◆ Objetivo de la tarea
Según el fragmento sobre las minas de carbón, ¿por qué al llegar al fondo uno apenas se siente a mayor profundidad que en el subterráneo de Piccadilly? Explícalo en una o dos oraciones, por favor.

◆ Fuente
Probablemente uno tenga que bajar a varias minas de carbón antes de entender un poco de los procesos que tienen lugar a su alrededor. Esto es principalmente porque el mero esfuerzo de ir de un lugar a otro hace difícil percibir cualquier otra cosa. Incluso en cierta forma es decepcionante, o por lo menos no es lo que uno se imaginó. Uno se mete en la jaula, que es una caja de acero del ancho de una cabina telefónica y de dos o tres veces su largo. Puede llevar hasta diez hombres pero se amontonan como sardinas en lata y un hombre alto no entra erguido. La puerta de acero se cierra y alguien que maneja las roldanas desde arriba lo suelta al vacío. Uno siente la náusea habitual en su estómago y que le estallan los oídos pero no se tiene mucho sentido del movimiento hasta que va llegando al fondo, cuando la jaula frena tan abruptamente que se podría jurar que de nuevo está yendo para arriba. En el medio de la carrera la jaula probablemente alcance unos noventa kilómetros por hora; en las minas más profundas incluso los supera. Cuando uno sale gateando en el fondo está quizás a unos cuatrocientos metros de profundidad. Quiere decir que encima tiene una montaña de tamaño promedio; cientos de metros de roca sólida, huesos de bestias extintas, subsuelo, pedernales, raíces de cosas que crecen, verdes prados y vacas pastando –todo esto suspendido sobre su cabeza y aguantado por unos pilares de madera no más gruesos que una pantorrilla. Pero a raíz de la velocidad a la que bajó la jaula y a la oscuridad completa del viaje uno apenas se siente a mayor profundidad que lo que se sentiría si estuviese en el subterráneo de Piccadilly.

◆ Sección de datos
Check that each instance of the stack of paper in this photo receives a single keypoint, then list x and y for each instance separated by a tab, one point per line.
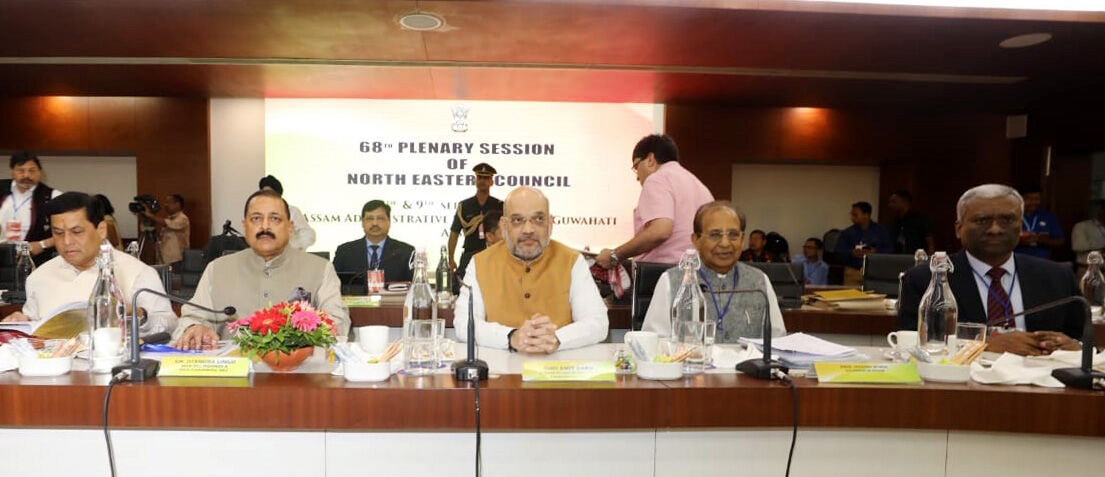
800	350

◆ Respuesta del ejercicio
Se debe a la velocidad con que baja la jaula y a la oscuridad completa del viaje. Por eso uno casi no nota que puede estar a unos cuatrocientos metros bajo tierra.